Can you transcribe the lines below word for word, starting at the first one and ending at the line that contains "(1497, 219)", with the picture left out?

Pointing entries for named objects
>> Start

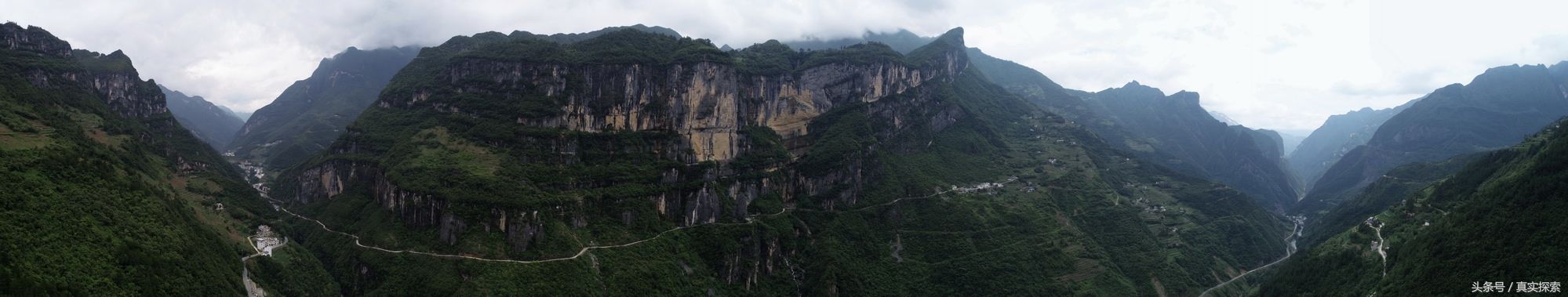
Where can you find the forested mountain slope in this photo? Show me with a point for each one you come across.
(1335, 138)
(312, 111)
(646, 163)
(105, 194)
(210, 124)
(1495, 110)
(1497, 219)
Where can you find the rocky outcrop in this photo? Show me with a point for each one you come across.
(127, 94)
(31, 39)
(690, 116)
(704, 102)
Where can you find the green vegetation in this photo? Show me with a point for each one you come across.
(852, 207)
(1498, 108)
(1497, 218)
(97, 204)
(312, 113)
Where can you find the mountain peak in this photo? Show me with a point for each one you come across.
(31, 39)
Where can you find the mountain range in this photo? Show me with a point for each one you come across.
(212, 124)
(634, 160)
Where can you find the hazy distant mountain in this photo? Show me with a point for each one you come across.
(1293, 139)
(105, 194)
(212, 124)
(766, 171)
(1173, 130)
(312, 111)
(1335, 138)
(1421, 230)
(1495, 110)
(1180, 132)
(1224, 119)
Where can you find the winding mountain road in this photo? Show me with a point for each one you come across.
(1288, 252)
(750, 219)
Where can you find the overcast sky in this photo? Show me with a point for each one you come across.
(1271, 64)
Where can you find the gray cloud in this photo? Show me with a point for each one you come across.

>> End

### Result
Where can you find the forested mountain slope in this photo? Show me with a point for each one you come across.
(1335, 138)
(312, 111)
(646, 163)
(105, 194)
(210, 124)
(1495, 110)
(1497, 219)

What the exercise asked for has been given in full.